* _Data to examine_
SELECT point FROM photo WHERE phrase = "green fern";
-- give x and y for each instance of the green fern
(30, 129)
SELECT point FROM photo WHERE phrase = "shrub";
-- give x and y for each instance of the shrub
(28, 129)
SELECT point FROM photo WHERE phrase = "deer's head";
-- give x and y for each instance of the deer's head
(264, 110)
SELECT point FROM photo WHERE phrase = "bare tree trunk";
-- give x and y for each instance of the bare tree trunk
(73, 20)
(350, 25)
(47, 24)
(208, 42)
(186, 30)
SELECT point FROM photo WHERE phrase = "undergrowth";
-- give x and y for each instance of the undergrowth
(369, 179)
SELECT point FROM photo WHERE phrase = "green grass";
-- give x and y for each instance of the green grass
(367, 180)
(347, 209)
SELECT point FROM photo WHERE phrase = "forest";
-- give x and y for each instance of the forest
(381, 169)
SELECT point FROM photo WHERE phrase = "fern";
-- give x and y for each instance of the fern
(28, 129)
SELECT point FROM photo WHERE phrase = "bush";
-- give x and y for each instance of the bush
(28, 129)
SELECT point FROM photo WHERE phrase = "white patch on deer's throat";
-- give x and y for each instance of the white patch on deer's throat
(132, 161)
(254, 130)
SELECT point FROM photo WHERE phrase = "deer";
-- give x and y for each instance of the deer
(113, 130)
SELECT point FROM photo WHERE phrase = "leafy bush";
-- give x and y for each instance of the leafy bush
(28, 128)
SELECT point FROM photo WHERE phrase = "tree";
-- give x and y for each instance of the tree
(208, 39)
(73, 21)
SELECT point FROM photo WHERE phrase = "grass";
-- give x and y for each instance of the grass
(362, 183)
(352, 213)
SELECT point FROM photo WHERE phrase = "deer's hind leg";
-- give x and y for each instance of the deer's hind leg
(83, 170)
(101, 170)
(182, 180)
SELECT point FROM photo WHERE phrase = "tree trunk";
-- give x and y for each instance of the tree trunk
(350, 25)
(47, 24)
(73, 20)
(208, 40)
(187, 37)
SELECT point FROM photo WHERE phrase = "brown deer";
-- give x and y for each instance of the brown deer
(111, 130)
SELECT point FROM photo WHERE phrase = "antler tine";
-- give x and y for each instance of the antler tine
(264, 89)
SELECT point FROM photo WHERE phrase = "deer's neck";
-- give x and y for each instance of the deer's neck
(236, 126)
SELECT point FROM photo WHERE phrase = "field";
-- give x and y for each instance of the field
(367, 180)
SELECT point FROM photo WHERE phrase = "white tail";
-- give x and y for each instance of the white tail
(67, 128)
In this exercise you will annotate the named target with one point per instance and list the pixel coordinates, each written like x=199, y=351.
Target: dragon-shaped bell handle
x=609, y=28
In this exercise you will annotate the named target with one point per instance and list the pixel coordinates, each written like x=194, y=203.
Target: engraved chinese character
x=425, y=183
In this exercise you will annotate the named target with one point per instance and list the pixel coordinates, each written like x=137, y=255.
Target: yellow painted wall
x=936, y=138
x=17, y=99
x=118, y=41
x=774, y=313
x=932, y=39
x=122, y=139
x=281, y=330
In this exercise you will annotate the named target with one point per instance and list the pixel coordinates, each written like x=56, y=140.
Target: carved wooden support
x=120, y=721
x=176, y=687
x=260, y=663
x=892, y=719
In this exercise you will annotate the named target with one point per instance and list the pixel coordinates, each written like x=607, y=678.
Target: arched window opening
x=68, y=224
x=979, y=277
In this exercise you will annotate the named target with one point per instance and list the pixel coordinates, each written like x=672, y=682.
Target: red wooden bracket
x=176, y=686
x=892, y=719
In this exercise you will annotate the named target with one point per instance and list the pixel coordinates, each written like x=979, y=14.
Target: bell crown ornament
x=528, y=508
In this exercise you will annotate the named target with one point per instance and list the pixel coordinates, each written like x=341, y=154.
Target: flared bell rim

* _Exercise_
Each line of the data is to be output exactly, with none skipped.

* _Result of this task_
SELECT point FROM photo WHERE phrase = "green fern";
-- give x and y for each instance of the green fern
(30, 129)
SELECT point FROM photo WHERE phrase = "shrub";
-- give x and y for each instance of the shrub
(28, 129)
SELECT point FROM photo WHERE phrase = "deer's head";
-- give x and y for each instance of the deer's head
(264, 110)
SELECT point FROM photo WHERE phrase = "bare tree trunk";
-- give x and y for each instance of the bare tree trunk
(73, 20)
(350, 25)
(47, 24)
(208, 42)
(186, 30)
SELECT point FROM photo WHERE phrase = "undergrowth";
-- give x and y for each instance of the undergrowth
(369, 179)
SELECT point FROM photo WHERE phrase = "green grass";
-- give x and y for each instance of the green grass
(367, 180)
(347, 209)
SELECT point FROM photo WHERE phrase = "forest";
-- give x and y for each instance of the forest
(381, 169)
SELECT point FROM photo WHERE phrase = "fern";
-- give x and y for each instance of the fern
(28, 129)
SELECT point FROM photo WHERE phrase = "bush";
-- give x and y for each instance of the bush
(28, 129)
SELECT point FROM photo WHERE phrase = "white patch on deer's throat";
-- give x and y for each instance of the white patch on deer's throat
(132, 161)
(254, 130)
SELECT point FROM photo WHERE phrase = "deer";
-- give x and y for each instance of the deer
(113, 130)
SELECT point FROM photo WHERE phrase = "leafy bush";
-- give x and y for each instance of the leafy bush
(28, 128)
SELECT point FROM photo WHERE phrase = "tree";
-- give x and y for each instance of the tree
(208, 39)
(73, 21)
SELECT point FROM photo WHERE phrase = "grass";
-- give x and y for each instance of the grass
(362, 183)
(352, 213)
SELECT point FROM photo WHERE phrase = "deer's hind leg";
-- give x and y for each instance of the deer's hind leg
(83, 170)
(101, 170)
(182, 180)
SELECT point FROM photo WHERE phrase = "tree trunk";
-- give x and y for each instance of the tree trunk
(350, 25)
(47, 24)
(73, 20)
(208, 40)
(187, 37)
SELECT point FROM photo WHERE phrase = "brown deer";
-- give x and y for each instance of the brown deer
(111, 130)
SELECT point FROM photo WHERE phrase = "antler tine";
-- give x and y for each instance of the antler tine
(264, 89)
SELECT point FROM photo WHERE phrase = "deer's neck";
-- give x and y for each instance of the deer's neck
(236, 126)
SELECT point FROM photo WHERE phrase = "field";
-- give x and y for each instance of the field
(367, 180)
SELECT point FROM photo WHERE phrase = "white tail";
-- give x and y for each instance of the white tail
(67, 128)
In this exercise you will annotate the named target with one point per instance and list the pixel coordinates, each written like x=199, y=351.
Target: dragon-shaped bell handle
x=609, y=28
In this exercise you will annotate the named target with one point per instance and list the pixel coordinates, each written like x=194, y=203.
Target: engraved chinese character
x=425, y=183
In this exercise you will annotate the named target with one point per instance and list the pixel coordinates, each written like x=137, y=255.
Target: yellow painted wall
x=936, y=138
x=17, y=99
x=118, y=41
x=774, y=313
x=932, y=39
x=122, y=139
x=281, y=330
In this exercise you will annotate the named target with one point per instance and list the pixel coordinates, each written like x=56, y=140.
Target: carved wooden support
x=120, y=721
x=176, y=687
x=260, y=663
x=892, y=719
In this exercise you will annotate the named target with one point per instance and list the pixel coordinates, each written like x=607, y=678.
Target: arched window opening
x=68, y=224
x=979, y=277
In this exercise you will annotate the named target with one point per instance and list the pixel coordinates, each written like x=672, y=682.
Target: red wooden bracket
x=176, y=686
x=892, y=719
In this exercise you will annotate the named target with one point per instance and list the pixel coordinates, each written like x=979, y=14.
Target: bell crown ornament
x=528, y=508
In this exercise you will annotate the named target with one point per instance and list the pixel coordinates, each written like x=341, y=154.
Target: flared bell rim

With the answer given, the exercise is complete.